§ **Task description**
Decide whether each statement agrees with the passage on beta blockers and ARCA's Gencaro: 1. Kotecha's team found that beta blockers reduced mortality compared to placebo in patients with atrial fibrillation. 2. ARCA raised $7.9 million through a public equity offering in February 2014. 3. ARCA believes Gencaro strongly dilates blood vessels. Answer yes or no for each, and quote the words of the passage that decide it.

While guidelines recommend the use of beta blockers for patients with atrial fibrillation, data from recent studies go against this advice for heart failure patients with atrial fibrillation. Researchers led by Dipak Kotecha of the University of Birmingham analyzed data from studies involving more than 18,000 heart failure patients. Among the 3,000 patients in the cohort with atrial fibrillation, Kotecha et al. found that beta blockers didn't reduce mortality compared to placebo. Based on this finding, the study authors concluded that doctors should not consider beta blockers the standard treatment for patients with heart failure and atrial fibrillation over other rate-control medications.
These types of findings further emphasize the importance of the Genetic-AF study, in Piccini's view. "If we can find a patient population and treat them with a medication like a beta blocker and give them superior outcomes to the current established best practice, that is a very, very important thing," he said.
ARCA believes Gencaro is unique in that it only mildly dilates blood vessels, and so it might be better tolerated by cardiac patients than other beta blockers. Like other drugs in the class, Gencaro blocks beta-1 receptors involved in regulating the rate of heart contractions. But studies suggest that in patients with the beta-1389 arginine homozygous genotype the beta-1 receptor is more active, which can be harmful for heart failure patients. ARCA's development program is based on the hypothesis that Gencaro has a unique mechanism of action that enables it to block constantly active beta-1 receptors and lower atrial fibrillation and death particularly well in heart failure patients who have the beta-1 389 arginine homozygous genotype.
ARCA's commitment to developing the first PGx-guided atrial fibrillation treatment may be unwavering despite the challenges it has faced, but it faces the risk of not having enough funding to see the process through. According to its latest 10-k filing, ARCA raised $19.3 million in net proceeds through public equity offerings during 2013. In February 2014, the firm raised $7.9 million through another public equity offering to support the Phase IIb portion of Genetic-AF and company operations.

§ **Records shown**

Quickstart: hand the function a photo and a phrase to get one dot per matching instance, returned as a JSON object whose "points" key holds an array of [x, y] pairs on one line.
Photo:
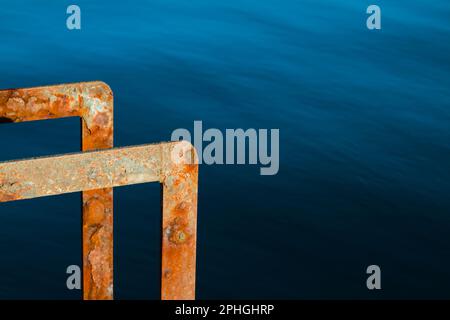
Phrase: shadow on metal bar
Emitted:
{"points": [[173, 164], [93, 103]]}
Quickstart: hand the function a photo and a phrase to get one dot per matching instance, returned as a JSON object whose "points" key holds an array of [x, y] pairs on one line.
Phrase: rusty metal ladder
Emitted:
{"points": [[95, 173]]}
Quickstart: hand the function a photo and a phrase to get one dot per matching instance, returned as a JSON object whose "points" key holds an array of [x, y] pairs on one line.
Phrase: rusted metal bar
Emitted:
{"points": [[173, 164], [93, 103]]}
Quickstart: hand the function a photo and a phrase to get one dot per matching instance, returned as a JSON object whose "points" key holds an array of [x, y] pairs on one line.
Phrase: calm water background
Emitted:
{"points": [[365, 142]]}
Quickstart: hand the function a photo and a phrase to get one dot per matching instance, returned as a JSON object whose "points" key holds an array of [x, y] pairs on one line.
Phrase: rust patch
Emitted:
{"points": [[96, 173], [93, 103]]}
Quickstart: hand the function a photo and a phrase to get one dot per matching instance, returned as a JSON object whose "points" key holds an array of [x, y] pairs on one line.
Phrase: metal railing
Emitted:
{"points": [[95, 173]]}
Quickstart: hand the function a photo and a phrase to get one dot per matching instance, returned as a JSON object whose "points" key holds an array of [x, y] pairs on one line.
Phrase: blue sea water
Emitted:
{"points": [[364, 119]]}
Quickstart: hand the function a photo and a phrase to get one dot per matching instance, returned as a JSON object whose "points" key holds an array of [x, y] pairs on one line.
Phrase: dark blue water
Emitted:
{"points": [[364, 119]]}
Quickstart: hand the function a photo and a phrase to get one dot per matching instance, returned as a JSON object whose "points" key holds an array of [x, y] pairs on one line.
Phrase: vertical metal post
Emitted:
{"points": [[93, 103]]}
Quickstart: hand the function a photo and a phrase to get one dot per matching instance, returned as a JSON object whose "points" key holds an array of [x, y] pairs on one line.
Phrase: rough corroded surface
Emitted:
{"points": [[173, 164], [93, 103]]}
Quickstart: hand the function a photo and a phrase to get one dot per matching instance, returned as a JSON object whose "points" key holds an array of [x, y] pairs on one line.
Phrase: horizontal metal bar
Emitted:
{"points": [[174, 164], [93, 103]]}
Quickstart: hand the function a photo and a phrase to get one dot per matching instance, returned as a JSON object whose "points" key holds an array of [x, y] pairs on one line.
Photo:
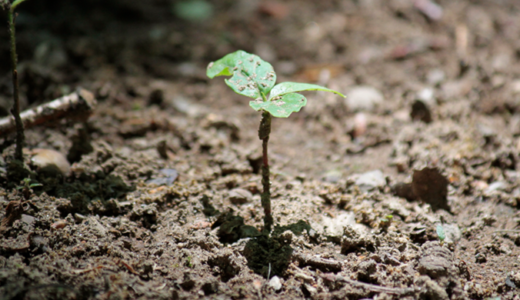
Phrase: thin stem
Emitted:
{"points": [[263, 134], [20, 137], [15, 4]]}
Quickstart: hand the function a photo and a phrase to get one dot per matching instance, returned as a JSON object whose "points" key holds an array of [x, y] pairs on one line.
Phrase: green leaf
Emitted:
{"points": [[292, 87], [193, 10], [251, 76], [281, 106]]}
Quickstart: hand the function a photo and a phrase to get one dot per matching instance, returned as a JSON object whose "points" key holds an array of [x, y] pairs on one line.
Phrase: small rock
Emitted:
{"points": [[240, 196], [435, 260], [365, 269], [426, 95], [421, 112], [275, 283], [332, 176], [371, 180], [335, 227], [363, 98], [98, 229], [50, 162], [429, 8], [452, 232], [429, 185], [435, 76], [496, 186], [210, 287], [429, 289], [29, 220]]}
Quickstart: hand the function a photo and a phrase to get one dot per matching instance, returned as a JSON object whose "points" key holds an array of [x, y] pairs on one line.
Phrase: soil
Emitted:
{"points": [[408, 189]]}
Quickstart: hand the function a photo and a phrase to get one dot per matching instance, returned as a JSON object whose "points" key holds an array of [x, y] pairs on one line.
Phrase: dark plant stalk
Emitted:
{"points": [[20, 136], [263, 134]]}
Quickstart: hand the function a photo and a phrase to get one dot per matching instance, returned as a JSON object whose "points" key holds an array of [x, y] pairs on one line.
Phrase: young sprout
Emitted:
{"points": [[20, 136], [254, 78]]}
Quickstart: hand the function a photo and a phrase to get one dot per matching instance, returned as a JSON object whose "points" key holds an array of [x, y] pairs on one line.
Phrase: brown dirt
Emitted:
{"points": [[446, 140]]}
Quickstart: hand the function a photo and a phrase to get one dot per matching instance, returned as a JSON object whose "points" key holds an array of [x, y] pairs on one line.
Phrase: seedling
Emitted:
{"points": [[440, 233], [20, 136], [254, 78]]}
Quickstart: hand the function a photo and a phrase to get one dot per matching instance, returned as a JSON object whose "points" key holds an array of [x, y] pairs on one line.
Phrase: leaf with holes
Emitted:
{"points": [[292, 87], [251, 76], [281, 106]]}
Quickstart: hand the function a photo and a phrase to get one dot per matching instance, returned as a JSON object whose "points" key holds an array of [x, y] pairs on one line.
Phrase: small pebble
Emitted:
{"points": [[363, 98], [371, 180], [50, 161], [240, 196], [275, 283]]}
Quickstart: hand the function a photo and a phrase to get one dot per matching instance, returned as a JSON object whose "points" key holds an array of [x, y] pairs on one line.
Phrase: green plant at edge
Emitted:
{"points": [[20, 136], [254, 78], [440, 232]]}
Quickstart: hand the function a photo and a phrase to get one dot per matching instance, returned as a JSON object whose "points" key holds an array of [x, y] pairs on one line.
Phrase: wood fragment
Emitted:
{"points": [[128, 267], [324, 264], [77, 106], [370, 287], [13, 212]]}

...

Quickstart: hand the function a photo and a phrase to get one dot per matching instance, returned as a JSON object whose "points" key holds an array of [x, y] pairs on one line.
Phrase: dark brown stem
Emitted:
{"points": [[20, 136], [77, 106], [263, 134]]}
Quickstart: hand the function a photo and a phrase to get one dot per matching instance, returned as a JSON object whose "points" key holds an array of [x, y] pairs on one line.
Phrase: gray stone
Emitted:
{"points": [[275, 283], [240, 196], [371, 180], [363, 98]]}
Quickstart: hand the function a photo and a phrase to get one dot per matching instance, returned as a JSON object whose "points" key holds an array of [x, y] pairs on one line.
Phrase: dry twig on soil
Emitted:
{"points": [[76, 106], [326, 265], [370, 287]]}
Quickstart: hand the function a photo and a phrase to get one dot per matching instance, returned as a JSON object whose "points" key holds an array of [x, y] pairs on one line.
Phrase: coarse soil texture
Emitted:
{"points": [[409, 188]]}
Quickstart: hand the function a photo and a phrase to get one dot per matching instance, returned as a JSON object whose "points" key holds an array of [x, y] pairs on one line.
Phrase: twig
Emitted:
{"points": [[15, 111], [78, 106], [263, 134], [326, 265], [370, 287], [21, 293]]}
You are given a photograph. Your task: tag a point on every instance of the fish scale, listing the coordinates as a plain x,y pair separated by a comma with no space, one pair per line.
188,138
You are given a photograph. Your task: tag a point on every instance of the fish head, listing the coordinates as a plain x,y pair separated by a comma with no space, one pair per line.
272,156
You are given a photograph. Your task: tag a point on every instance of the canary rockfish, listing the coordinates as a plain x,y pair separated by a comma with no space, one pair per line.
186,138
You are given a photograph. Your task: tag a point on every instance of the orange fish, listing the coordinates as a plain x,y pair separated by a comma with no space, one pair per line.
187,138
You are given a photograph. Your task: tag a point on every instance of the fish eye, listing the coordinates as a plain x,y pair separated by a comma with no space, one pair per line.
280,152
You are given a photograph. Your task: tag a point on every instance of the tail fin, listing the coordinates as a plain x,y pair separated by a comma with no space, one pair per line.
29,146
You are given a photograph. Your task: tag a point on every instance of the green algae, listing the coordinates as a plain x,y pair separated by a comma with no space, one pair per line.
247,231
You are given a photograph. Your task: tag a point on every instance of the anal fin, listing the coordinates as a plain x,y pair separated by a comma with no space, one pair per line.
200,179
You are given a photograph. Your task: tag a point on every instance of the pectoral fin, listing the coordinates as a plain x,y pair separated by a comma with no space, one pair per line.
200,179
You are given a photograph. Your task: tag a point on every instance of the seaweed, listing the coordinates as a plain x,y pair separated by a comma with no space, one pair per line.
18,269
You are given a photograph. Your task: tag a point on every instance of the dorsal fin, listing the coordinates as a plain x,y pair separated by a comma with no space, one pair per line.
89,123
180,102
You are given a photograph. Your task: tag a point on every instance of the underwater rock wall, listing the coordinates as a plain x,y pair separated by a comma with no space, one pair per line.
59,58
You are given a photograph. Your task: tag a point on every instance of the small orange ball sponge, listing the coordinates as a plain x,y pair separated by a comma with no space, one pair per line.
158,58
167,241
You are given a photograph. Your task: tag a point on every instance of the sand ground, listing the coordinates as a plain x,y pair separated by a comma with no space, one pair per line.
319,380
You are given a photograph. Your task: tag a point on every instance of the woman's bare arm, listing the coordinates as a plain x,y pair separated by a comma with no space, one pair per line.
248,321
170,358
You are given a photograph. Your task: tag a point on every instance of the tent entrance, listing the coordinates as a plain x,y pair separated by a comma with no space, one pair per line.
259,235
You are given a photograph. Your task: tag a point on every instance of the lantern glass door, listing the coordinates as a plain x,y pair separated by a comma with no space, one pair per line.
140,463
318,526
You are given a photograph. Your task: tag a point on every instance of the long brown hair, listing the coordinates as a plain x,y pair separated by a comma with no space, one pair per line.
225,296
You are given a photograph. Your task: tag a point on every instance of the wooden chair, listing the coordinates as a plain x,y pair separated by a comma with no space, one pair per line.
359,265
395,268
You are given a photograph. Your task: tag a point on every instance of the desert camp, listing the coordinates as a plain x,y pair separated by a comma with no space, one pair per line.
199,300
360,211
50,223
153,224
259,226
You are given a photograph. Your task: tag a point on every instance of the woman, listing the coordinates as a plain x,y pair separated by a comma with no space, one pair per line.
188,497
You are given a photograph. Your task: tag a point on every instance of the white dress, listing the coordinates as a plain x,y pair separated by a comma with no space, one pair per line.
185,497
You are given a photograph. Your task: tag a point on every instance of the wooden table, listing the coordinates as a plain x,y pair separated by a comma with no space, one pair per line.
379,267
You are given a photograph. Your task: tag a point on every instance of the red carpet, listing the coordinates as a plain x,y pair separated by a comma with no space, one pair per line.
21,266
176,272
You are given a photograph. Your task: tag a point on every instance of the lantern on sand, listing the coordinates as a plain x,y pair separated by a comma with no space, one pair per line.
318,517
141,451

§ **Written response**
1. No: "beta blockers didn't reduce mortality compared to placebo"
2. Yes: "In February 2014, the firm raised $7.9 million through another public equity offering"
3. No: "it only mildly dilates blood vessels"